Text segment —
Research News for the Second Two Months of 2021

This is the eighth article of the project which aims to periodically collect (every two months) the news of research on possible treatments for glioblastoma multiforme. Today I’m super happy … the site has exceeded 40,000 users (3 out of 4 from Italy) and this month it received more than 6,000 unique visitors for the first time!
Below are the news that I considered most significant. As for the previous articles in the series, each news will be preceded by the original title with a link to the source and followed by a short comment. The criterion by which the news is chosen is always to include in general only the news related to research in the clinical phase, unless the research potential for the treatment of glioblastoma is really important.
Help the fundraising campaign for CUSP-ND for Emanuele by sharing the link in order to spread the word and raise awareness as many people as possible. In this regard, have a look to the first news!

A Pilot Clinical Study of CUSP9v3: Nine Repurposed Drugs Combined With Temozolomide for the Treatment of Recurrent Glioblastoma
The study has so far involved 10 patients with recurrent glioblastoma. The aim of the study was to evaluate the toxicity of the 9 drugs. Ritonavir, temozolomide, captopril, and itraconazole were the drugs that most frequently required dose reduction or pause. The most common adverse events were nausea, headache, fatigue, diarrhea and ataxia. Progression-free survival after 12 months was 50%. The conclusions are therefore that the CUSP9v3 protocol can be safely administered to patients with recurrent glioblastoma multiforme under close monitoring. A randomized phase II study is being prepared to evaluate the efficacy of the CUSP9v3 regimen in glioblastoma which will also involve newly diagnosed patients (CUSP-ND).

Chemo for glioblastoma may work better in morning than evening
Chemo for glioblastoma may work better in the morning than in the evening. Although this is a small study, the difference in results is so large and there is no downside to switching from taking the drug in the morning to taking it before bed. Talk to your doctor and consider switching to morning intake!

Treatment approach and survival from glioblastoma: results from a population-based retrospective …
In a real-world setting, less than half of patients received full-cycle chemoradiotherapy, with a median survival comparable to clinical trial results. Survival was significantly worse in patients who received less intensive treatment. The results highlight a substantial risk of undertreatment of glioblastoma, especially in elderly patients.

Microglia, Stockholm syndrome and miraculous cures in glioblastoma patients
Although most patients survive less than two years after diagnosis, some patients survive for a long time. This study examined the gene expression profiles of glioblastoma specimens collected from approximately 900 glioblastoma patients from regions around the world to identify unique characteristics associated with so-called “exceptional responders” defined as glioblastoma patients who survive more than two years after the diagnosis. The result is that the single important difference is that these patients have a shortage of microglia and macrophages. Microglia and macrophages are specialized immune cells that act as scavengers to recognize and remove cells not normally found in a healthy brain, including cancer cells. It therefore appears that these cells are reprogrammed by the glioblastoma to transform from cells that fight cancer cells to cells that promote their growth. A sort of Stockholm syndrome. Fortunately, it seems that this sort of Stockholm syndrome of microglia and macrophages depends on the activation of a protein, PI3Kγ, which if deactivated restores the normal anticancer function of these cells. It seems that treatments targeting this protein are already being developed and can therefore transform all patients into “exceptional responders”.

Dataset content —
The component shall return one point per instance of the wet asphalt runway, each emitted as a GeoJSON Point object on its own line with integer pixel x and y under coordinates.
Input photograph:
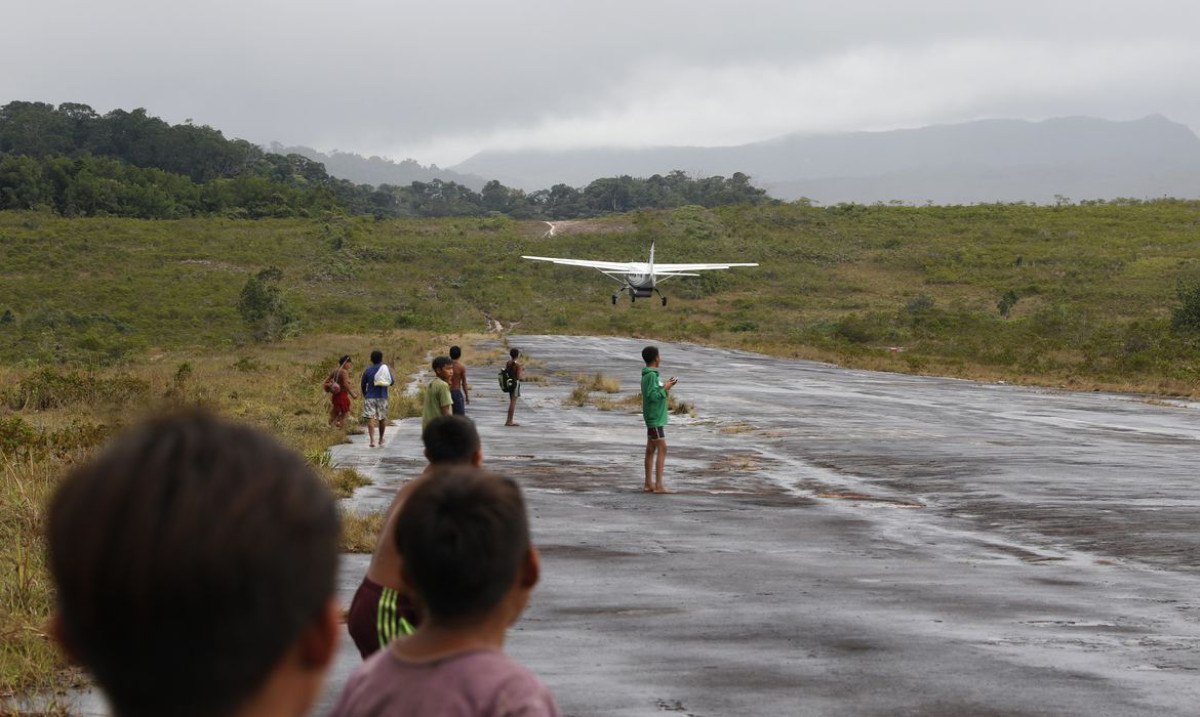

What is expected — In the research news roundup, rewrite the passage between "Treatment approach and" and "in elderly patients.", inclusive, using "older patients" in place of "elderly patients".

Result for this task —
Treatment approach and survival from glioblastoma: results from a population-based retrospective …
In a real-world setting, less than half of patients received full-cycle chemoradiotherapy, with a median survival comparable to clinical trial results. Survival was significantly worse in patients who received less intensive treatment. The results highlight a substantial risk of undertreatment of glioblastoma, especially in older patients.